Exercise task |
Give the entries again exactly, every one of them.

>>>

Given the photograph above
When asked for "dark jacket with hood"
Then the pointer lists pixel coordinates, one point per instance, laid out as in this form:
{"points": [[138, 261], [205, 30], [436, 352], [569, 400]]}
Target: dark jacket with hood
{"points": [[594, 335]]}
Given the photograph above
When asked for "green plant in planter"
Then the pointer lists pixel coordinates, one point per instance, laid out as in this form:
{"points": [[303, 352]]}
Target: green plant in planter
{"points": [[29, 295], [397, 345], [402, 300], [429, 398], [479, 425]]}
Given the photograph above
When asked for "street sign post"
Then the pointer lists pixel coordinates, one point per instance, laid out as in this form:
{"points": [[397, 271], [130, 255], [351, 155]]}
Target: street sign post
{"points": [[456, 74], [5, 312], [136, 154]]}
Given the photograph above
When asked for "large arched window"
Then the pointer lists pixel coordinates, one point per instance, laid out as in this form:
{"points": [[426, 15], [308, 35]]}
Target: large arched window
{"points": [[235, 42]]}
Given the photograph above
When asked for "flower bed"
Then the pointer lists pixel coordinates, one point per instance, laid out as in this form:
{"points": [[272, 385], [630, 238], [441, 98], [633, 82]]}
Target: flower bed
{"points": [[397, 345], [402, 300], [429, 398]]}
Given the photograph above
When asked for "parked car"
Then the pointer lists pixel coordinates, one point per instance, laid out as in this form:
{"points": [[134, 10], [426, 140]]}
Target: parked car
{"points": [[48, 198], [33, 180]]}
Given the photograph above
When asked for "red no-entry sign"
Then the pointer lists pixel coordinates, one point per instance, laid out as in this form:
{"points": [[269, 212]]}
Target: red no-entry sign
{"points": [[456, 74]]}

<<<

Written response |
Given the photograph above
When asked for "dark jacket with hood"
Then the pointer lists pixel coordinates, one point per instance, laid out as in this form:
{"points": [[138, 261], [205, 30], [436, 352], [569, 400]]}
Target: dark jacket with hood
{"points": [[594, 335]]}
Given the photograph above
When asked for "green plant in planter"
Then the pointer lists pixel coordinates, one point per instance, laid out as in this form:
{"points": [[303, 352]]}
Target: green plant in planter
{"points": [[29, 295], [397, 345], [402, 300], [429, 398], [479, 425]]}
Given the photograph above
When asked for "street sign post"
Then the pointer lists pixel coordinates, one point per instance, laid out as in this form:
{"points": [[397, 271], [130, 255], [351, 155]]}
Target: street sign post
{"points": [[456, 74], [5, 312], [136, 154]]}
Given the photograph above
When asked for "large arched window"
Then the pointer lists pixel coordinates, one point per instance, laid out as in this form:
{"points": [[426, 15], [308, 35]]}
Target: large arched window
{"points": [[235, 42]]}
Given the photograph above
When asked for "flower bed"
Then the pointer lists pixel coordinates, one point per instance, laid out as in this form:
{"points": [[272, 385], [630, 238], [441, 98], [633, 82]]}
Target: flower bed
{"points": [[397, 345], [402, 300], [429, 398]]}
Given the photograph above
When asked for "parked car"
Then the pointer lists pixel coordinates, one point per instance, laid out as in this form:
{"points": [[134, 10], [426, 140]]}
Target: parked car
{"points": [[48, 198], [33, 180]]}
Given the photograph above
When asked for "red no-entry sign"
Then the pointer lists pixel coordinates, one point per instance, laid out as in this form:
{"points": [[269, 212]]}
Target: red no-entry sign
{"points": [[456, 74]]}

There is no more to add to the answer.